>> begin Selection

Court of Criminal Appeals of Texas
Mar 6, 1968
424 S.W.2d 631 (Tex. Crim. App. 1968)

Summary

In Fennell, the trial court charged the jury only abstractly on the law of self-defense in a single paragraph and did not apply the law to the facts.

Summary of this case from Barrera v. State

Opinion

No. 40830.

March 6, 1968.

Appeal from the Criminal District Court No. 6, Harris County, Fred M. Hooey, J.,

Ray Epps, John Cutler, Houston, for appellant.

Carol S. Vance, Dist. Atty., Joe S. Moss, James C. Brough, Wells Stewart and J. Robert Musslewhite, Asst. Dist. Attys., Houston, and Leon B. Douglas, State's Atty., Austin, for the State.


OPINION ON STATE'S MOTION FOR REHEARING


Our original opinion is withdrawn and the following is substituted in lieu thereof.

The offense is Murder without Malice; the punishment, assessed by the trial court after a verdict of guilty, five (5) years confinement in the Texas Department of Corrections.

On original submission this cause was reversed and remanded on the grounds (1) that the facts were insufficient to show an unlawful killing and that the uncontroverted evidence established self-defense as a matter of law, and (2) that the appellant was deprived of a fair and impartial trial by reason of fundamental error which occurred despite the lack of objection when, under the circumstances, the trial court charged only abstractly on the law of self-defense and failed to apply the law to the facts.

On rehearing, upon further consideration, we have concluded that we were in error in holding that self-defense was established by the facts as a matter of law.

We remain convinced, however, that this cause must be reversed on the error in the court's charge. The testimony of the State and appellant clearly and strongly raised the issue of self-defense both against an unlawful attack giving rise to apprehension or fear of death or serious bodily injury (Articles 1221, 1226, V.A.P.C.) and against a milder attack (Article 1224 P.C.).

In our original opinion said:

"It is further observed, since self-defense was the crucial question in the case at bar, that the court charged the jury only abstractly on the law of self-defense in a single paragraph and did not apply the law to the facts. For some unexplained reason there was no objection to such charge, nor was this fact assigned as ground of error or mentioned in oral argument or otherwise. The fact remains, however, that the jury was never told that if they found from the evidence that the appellant had acted in self-defense, or if they had a reasonable doubt thereof, to acquit this appellant.

>> end Selection

> **What the task requires**
From the court opinion, extract the passage that begins with the words containing "In Fennell, the" and ends with "Houston, for appellant.", copying it word for word. The rows that come next are separate material, unrelated to the court opinion.

>> begin Excerpted data

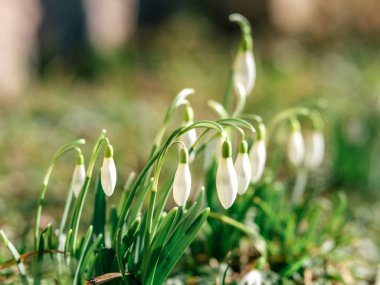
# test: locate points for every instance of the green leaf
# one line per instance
(99, 215)
(113, 220)
(16, 257)
(176, 247)
(82, 254)
(89, 260)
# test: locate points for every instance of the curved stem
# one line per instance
(66, 148)
(157, 158)
(261, 129)
(179, 100)
(83, 193)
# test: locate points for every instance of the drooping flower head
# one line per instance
(243, 168)
(182, 179)
(226, 178)
(79, 175)
(244, 68)
(108, 172)
(295, 146)
(258, 157)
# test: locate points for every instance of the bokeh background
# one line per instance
(71, 68)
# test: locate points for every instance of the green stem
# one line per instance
(45, 182)
(64, 217)
(259, 241)
(83, 193)
(177, 133)
(261, 129)
(16, 257)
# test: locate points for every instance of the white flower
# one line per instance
(314, 149)
(244, 71)
(189, 137)
(243, 168)
(252, 278)
(226, 178)
(182, 179)
(296, 148)
(79, 175)
(258, 157)
(108, 172)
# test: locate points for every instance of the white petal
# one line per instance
(182, 184)
(243, 172)
(258, 157)
(189, 138)
(314, 149)
(245, 71)
(226, 182)
(79, 175)
(108, 176)
(296, 148)
(252, 278)
(209, 155)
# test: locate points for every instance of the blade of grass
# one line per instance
(16, 257)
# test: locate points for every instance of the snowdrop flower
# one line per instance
(258, 157)
(243, 168)
(314, 149)
(244, 71)
(182, 179)
(108, 172)
(252, 278)
(296, 148)
(79, 175)
(226, 178)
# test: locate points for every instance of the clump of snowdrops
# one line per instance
(142, 239)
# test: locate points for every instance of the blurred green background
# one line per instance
(321, 53)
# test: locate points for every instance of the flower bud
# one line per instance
(244, 71)
(79, 175)
(226, 178)
(182, 179)
(296, 148)
(108, 172)
(314, 149)
(243, 168)
(252, 278)
(258, 157)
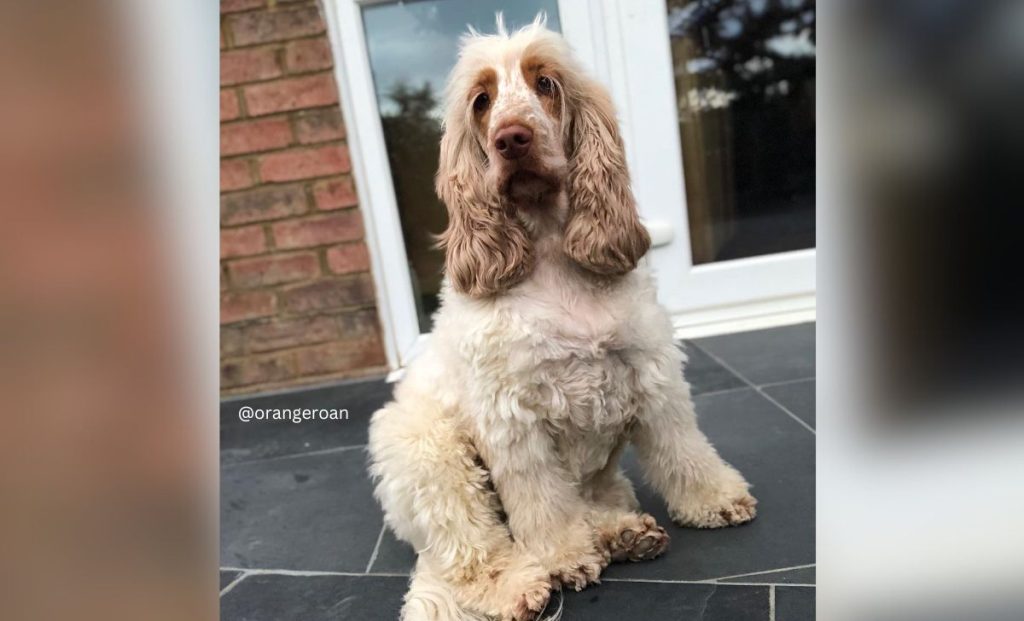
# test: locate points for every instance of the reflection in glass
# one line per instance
(413, 46)
(744, 87)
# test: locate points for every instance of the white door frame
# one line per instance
(625, 43)
(758, 290)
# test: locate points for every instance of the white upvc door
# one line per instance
(704, 298)
(626, 44)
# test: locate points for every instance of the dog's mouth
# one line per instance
(529, 187)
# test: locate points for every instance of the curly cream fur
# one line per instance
(498, 458)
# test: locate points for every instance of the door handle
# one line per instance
(662, 232)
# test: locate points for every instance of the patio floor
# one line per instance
(302, 537)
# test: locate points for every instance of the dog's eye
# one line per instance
(481, 101)
(545, 85)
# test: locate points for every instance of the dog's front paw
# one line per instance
(582, 571)
(579, 559)
(728, 503)
(530, 604)
(637, 538)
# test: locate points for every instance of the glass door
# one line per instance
(392, 58)
(717, 100)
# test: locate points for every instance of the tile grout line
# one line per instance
(706, 583)
(315, 574)
(747, 386)
(311, 574)
(761, 573)
(772, 384)
(757, 388)
(232, 583)
(296, 455)
(377, 549)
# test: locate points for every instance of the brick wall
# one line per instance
(297, 299)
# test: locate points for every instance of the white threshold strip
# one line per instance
(313, 574)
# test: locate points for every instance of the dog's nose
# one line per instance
(513, 141)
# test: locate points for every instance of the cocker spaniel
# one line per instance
(498, 459)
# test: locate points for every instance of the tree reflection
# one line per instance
(413, 132)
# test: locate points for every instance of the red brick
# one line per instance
(342, 226)
(236, 306)
(320, 125)
(247, 371)
(302, 164)
(241, 242)
(252, 136)
(308, 54)
(291, 93)
(325, 295)
(228, 106)
(249, 66)
(235, 175)
(334, 358)
(262, 27)
(263, 204)
(348, 258)
(229, 6)
(231, 341)
(292, 333)
(335, 194)
(273, 270)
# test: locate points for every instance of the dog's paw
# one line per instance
(717, 512)
(638, 538)
(583, 572)
(728, 502)
(530, 604)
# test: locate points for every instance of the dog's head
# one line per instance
(523, 124)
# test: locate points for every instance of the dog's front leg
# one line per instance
(546, 514)
(700, 489)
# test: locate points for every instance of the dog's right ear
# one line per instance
(486, 249)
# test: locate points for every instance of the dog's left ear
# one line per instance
(603, 233)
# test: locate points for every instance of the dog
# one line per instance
(498, 459)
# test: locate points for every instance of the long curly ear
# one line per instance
(603, 233)
(486, 249)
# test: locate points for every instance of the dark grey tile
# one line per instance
(801, 576)
(309, 512)
(227, 577)
(795, 604)
(393, 556)
(796, 397)
(259, 439)
(660, 602)
(766, 356)
(776, 455)
(274, 597)
(706, 375)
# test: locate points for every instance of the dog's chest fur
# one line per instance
(568, 357)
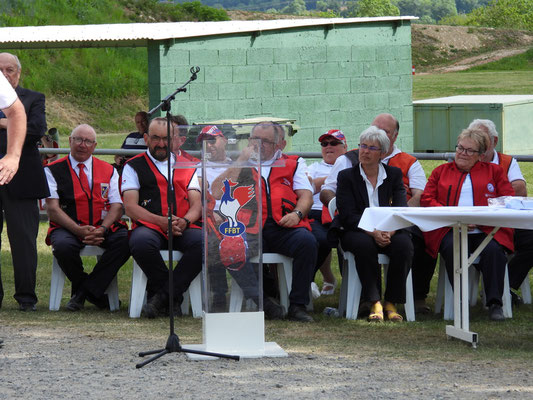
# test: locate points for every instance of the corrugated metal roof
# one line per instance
(106, 35)
(480, 99)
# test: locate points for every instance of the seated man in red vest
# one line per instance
(414, 180)
(522, 261)
(144, 188)
(287, 197)
(85, 208)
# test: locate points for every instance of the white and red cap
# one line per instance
(209, 132)
(333, 133)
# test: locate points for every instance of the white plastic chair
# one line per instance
(526, 290)
(351, 287)
(444, 290)
(58, 281)
(138, 290)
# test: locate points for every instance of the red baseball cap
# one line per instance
(335, 134)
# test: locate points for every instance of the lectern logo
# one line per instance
(233, 199)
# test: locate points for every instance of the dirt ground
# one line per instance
(58, 364)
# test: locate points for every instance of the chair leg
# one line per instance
(506, 298)
(112, 295)
(138, 291)
(526, 290)
(236, 297)
(56, 286)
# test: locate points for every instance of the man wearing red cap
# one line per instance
(333, 144)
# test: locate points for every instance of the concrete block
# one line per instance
(300, 71)
(231, 91)
(218, 74)
(258, 89)
(312, 86)
(350, 69)
(339, 53)
(363, 53)
(337, 86)
(259, 56)
(232, 57)
(286, 88)
(246, 73)
(377, 101)
(326, 70)
(273, 72)
(204, 57)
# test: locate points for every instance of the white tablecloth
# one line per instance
(429, 218)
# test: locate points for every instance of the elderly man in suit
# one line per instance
(18, 198)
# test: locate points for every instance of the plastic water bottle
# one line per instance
(331, 312)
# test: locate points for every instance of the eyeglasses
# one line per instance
(157, 139)
(88, 142)
(332, 143)
(371, 148)
(468, 152)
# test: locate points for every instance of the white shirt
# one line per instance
(514, 173)
(300, 179)
(318, 170)
(466, 198)
(7, 93)
(373, 198)
(113, 196)
(130, 179)
(415, 174)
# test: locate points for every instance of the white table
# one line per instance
(430, 218)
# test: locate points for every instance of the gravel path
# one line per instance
(53, 364)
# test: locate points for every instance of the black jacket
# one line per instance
(30, 180)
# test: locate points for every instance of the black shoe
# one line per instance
(27, 307)
(77, 302)
(496, 312)
(272, 310)
(516, 300)
(298, 313)
(156, 305)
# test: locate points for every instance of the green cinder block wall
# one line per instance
(323, 77)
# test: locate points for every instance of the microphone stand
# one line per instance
(173, 342)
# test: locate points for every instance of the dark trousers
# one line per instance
(145, 245)
(22, 220)
(492, 262)
(423, 265)
(365, 251)
(66, 249)
(320, 232)
(300, 244)
(522, 260)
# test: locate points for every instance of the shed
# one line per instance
(438, 122)
(321, 73)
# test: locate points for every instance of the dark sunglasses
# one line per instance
(332, 143)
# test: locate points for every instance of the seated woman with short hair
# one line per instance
(467, 181)
(371, 183)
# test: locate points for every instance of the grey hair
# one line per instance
(477, 135)
(83, 126)
(489, 126)
(374, 134)
(17, 61)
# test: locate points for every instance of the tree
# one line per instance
(374, 8)
(295, 7)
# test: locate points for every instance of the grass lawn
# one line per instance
(427, 86)
(420, 340)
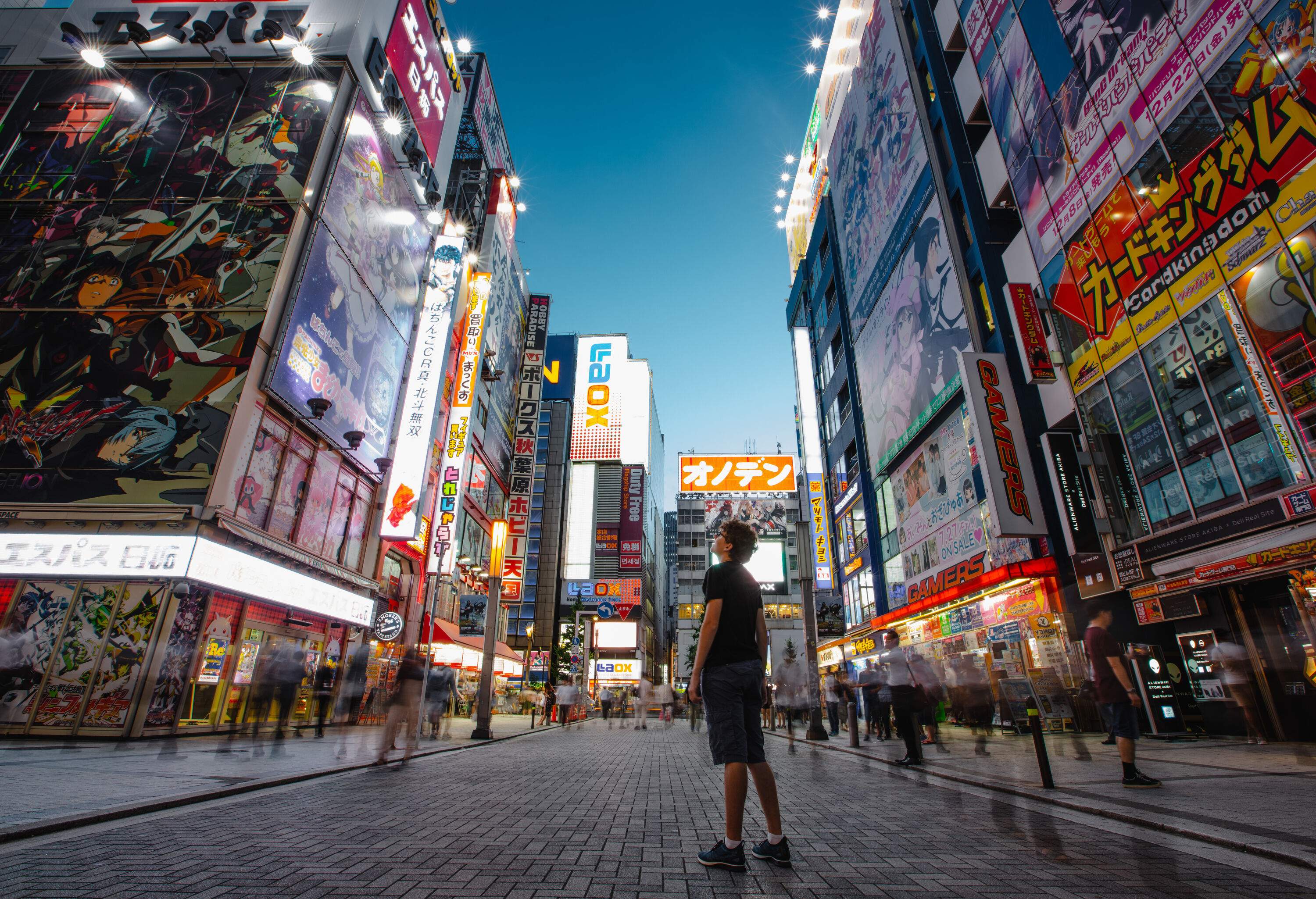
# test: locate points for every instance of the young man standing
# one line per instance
(728, 677)
(1115, 692)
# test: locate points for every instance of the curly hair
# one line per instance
(741, 538)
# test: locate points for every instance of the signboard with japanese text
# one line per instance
(526, 432)
(744, 474)
(456, 440)
(1007, 467)
(1030, 335)
(424, 385)
(419, 61)
(632, 531)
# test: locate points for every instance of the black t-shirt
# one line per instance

>> end Excerpted data

> **Task response**
In Fennell, the trial court charged the jury only abstractly on the law of self-defense in a single paragraph and did not apply the law to the facts.

Summary of this case from Barrera v. State

Opinion

No. 40830.

March 6, 1968.

Appeal from the Criminal District Court No. 6, Harris County, Fred M. Hooey, J.,

Ray Epps, John Cutler, Houston, for appellant.